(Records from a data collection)
----

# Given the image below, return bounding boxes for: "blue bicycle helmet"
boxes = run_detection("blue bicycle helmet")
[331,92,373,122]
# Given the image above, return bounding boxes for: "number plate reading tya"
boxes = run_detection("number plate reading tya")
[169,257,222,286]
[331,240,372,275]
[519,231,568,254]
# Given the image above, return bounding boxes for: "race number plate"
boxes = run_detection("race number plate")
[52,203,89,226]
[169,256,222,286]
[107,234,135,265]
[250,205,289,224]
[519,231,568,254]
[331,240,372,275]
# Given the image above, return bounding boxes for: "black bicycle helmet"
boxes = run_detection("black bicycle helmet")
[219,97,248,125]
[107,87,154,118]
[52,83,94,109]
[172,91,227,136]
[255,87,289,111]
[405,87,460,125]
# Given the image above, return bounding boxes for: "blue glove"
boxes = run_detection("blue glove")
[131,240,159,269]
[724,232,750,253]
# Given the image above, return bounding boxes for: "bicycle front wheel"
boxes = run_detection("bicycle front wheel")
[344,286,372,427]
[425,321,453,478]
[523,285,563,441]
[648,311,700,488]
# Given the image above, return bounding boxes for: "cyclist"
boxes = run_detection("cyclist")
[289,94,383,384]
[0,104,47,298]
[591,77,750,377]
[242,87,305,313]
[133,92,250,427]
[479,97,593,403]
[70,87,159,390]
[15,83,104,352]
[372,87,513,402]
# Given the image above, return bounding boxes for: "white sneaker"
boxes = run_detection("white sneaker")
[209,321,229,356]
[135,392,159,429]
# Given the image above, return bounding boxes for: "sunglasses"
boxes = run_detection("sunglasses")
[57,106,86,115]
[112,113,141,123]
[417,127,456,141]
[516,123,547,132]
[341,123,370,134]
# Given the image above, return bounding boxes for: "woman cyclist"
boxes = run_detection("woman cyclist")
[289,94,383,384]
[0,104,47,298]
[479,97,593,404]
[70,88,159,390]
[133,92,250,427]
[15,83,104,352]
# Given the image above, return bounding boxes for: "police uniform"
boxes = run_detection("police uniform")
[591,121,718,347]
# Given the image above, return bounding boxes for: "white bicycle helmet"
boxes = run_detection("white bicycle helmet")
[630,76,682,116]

----

- [Exercise description]: Set out the complete listing exactly as shown.

- [Reply to the exercise]:
# Given the image below, return bounding boxes for: "blue bicycle helmet"
boxes = run_detection("blue bicycle helmet")
[331,92,373,122]
# Given the image above, return bounding boxes for: "number plate reading tya"
boxes = run_detection("number plate reading tya")
[169,257,222,286]
[331,240,372,275]
[519,231,568,254]
# Given the image above, return bounding boxes for: "race number plate"
boxes = run_detection("race number plate")
[52,203,89,226]
[169,256,222,286]
[107,234,135,265]
[250,205,289,224]
[519,231,568,254]
[331,240,372,275]
# Given the image above, return bounding boxes for: "black bicycle helmet"
boxes = run_detection("black bicycle helmet")
[219,97,248,125]
[107,87,154,118]
[52,83,94,109]
[172,91,227,136]
[255,87,289,111]
[405,87,460,125]
# Given the image above, return bounding boxes for: "blue glove"
boxes = run_detection("blue glove")
[131,240,159,269]
[724,232,750,253]
# Given the image above, return bounding boxes for: "bicycle front wheel"
boxes = run_detection("bicycle front wheel")
[344,286,372,427]
[425,321,453,478]
[523,285,563,441]
[648,311,700,488]
# Given the image above, return bounding boxes for: "cyclist"
boxes = run_detection("cyclist")
[289,94,383,384]
[0,104,47,298]
[591,77,750,377]
[242,87,305,313]
[133,92,250,427]
[479,97,593,403]
[70,87,159,390]
[15,83,104,352]
[372,87,513,402]
# Given the image above, return bounding boxes for: "white sneaker"
boxes = run_detection("white sneaker")
[209,321,229,356]
[135,392,159,429]
# Given the image above, return bounding boxes for: "sunglasses"
boxes = run_detection("sunglasses")
[57,106,86,115]
[112,113,141,123]
[417,127,456,141]
[516,123,547,132]
[341,123,370,134]
# Given the image above, return bounding boxes for: "woman cyclist"
boxes = run_detection("woman cyclist")
[289,94,383,384]
[0,104,47,298]
[479,97,593,404]
[70,88,159,390]
[133,92,250,427]
[15,83,104,352]
# Given the image above, return bounding boxes for: "police uniform"
boxes = run_detection("police uniform")
[591,121,718,347]
# Given the image above, return bounding boxes for: "white bicycle helmet"
boxes = run_detection("white bicycle helmet")
[630,76,682,116]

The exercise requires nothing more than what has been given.